**Data lines:**
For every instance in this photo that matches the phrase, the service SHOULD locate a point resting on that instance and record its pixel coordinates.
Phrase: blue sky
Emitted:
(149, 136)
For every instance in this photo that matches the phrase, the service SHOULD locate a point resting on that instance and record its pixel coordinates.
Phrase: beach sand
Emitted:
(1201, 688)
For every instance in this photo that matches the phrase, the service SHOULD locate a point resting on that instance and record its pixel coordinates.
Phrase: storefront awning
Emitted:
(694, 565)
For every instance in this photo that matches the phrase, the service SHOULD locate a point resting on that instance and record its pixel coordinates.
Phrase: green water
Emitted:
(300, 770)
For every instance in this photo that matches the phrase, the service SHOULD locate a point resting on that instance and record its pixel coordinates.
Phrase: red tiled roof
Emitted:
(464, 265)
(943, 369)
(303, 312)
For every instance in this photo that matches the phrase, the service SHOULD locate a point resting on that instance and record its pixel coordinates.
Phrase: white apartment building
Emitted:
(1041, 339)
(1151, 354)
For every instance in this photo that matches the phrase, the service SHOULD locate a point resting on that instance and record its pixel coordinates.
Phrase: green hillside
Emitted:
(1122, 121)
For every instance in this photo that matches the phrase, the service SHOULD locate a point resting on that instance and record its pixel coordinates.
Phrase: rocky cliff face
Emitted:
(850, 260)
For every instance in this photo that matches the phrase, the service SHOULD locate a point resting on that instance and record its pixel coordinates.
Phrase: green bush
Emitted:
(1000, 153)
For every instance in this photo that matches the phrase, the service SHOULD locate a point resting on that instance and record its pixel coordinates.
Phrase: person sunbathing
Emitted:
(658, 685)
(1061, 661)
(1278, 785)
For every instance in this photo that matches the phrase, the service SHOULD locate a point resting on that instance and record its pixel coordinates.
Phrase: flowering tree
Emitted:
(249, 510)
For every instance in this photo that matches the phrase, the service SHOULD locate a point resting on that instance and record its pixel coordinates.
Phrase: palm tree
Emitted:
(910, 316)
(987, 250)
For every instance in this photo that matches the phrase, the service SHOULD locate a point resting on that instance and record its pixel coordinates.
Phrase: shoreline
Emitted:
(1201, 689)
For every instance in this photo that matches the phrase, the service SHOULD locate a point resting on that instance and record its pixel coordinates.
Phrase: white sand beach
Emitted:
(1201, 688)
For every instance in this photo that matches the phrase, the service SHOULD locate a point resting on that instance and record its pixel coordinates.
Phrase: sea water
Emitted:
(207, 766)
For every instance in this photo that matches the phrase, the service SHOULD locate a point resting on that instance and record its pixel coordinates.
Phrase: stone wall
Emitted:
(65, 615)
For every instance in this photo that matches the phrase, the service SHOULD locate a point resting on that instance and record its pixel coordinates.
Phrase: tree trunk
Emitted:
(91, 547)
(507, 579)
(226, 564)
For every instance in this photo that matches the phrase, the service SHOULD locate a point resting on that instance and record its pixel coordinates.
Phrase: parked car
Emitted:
---
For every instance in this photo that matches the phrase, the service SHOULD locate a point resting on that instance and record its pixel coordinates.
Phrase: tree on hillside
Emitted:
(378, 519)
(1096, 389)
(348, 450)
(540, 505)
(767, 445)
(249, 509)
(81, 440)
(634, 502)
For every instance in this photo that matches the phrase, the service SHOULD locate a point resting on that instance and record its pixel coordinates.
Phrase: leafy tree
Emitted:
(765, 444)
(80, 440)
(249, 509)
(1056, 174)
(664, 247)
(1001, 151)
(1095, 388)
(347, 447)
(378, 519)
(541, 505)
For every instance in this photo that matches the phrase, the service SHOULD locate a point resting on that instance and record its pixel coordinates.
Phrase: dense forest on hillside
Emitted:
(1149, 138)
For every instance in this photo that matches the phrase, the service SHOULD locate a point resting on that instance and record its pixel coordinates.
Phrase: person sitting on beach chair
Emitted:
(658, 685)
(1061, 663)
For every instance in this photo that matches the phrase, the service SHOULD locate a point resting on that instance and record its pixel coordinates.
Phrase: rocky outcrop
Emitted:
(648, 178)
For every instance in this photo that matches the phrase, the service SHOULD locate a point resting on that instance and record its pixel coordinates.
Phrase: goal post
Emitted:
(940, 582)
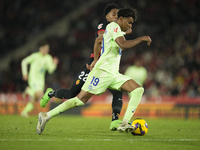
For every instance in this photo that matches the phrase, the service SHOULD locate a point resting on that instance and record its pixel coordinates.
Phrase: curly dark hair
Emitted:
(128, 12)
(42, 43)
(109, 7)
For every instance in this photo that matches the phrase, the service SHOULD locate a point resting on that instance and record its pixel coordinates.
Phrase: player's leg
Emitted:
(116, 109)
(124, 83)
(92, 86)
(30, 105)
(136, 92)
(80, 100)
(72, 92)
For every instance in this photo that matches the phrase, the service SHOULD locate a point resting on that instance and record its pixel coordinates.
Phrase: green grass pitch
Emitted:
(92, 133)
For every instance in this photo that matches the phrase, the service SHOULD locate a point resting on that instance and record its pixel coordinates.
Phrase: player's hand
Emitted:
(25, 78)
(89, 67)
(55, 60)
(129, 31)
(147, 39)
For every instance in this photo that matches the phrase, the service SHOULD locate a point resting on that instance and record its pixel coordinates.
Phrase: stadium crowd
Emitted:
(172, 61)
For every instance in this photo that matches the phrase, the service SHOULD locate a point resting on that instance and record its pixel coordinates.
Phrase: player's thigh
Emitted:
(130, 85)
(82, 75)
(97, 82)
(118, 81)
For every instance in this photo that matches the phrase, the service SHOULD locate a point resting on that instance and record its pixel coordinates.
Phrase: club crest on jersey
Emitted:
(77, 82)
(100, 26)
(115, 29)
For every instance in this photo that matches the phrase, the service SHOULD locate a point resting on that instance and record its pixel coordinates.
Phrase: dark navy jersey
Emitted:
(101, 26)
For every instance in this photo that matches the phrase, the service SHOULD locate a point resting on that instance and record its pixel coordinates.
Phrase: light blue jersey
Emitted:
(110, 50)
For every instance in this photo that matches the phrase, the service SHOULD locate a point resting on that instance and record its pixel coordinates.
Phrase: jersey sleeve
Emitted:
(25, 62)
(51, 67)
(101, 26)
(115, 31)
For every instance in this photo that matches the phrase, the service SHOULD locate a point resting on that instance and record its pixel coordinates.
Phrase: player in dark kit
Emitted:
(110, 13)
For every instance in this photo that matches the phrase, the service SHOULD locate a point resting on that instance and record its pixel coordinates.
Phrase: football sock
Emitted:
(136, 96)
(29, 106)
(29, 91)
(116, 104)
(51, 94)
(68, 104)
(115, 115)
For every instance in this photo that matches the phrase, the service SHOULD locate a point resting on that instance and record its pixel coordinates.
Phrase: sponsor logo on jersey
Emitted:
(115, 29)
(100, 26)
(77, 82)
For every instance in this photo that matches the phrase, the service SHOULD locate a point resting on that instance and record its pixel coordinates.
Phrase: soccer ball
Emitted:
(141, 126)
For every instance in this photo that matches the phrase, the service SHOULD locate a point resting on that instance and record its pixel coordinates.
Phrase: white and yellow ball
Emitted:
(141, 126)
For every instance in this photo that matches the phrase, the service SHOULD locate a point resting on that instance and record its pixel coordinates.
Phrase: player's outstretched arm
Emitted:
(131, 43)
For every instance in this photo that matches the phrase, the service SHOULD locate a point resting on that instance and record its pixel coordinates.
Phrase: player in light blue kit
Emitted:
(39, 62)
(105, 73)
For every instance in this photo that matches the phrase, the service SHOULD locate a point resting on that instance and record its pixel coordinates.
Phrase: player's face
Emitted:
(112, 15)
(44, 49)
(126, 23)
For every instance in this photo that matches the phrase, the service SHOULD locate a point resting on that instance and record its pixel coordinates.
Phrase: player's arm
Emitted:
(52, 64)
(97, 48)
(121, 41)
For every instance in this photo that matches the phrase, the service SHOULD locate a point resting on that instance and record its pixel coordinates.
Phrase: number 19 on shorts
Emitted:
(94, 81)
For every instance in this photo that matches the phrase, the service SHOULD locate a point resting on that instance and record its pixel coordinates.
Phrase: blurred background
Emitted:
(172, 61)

**Goal:**
Show every line above that contains the string "water".

**Solution to the exercise:**
Phrase: green water
Phrase: sea water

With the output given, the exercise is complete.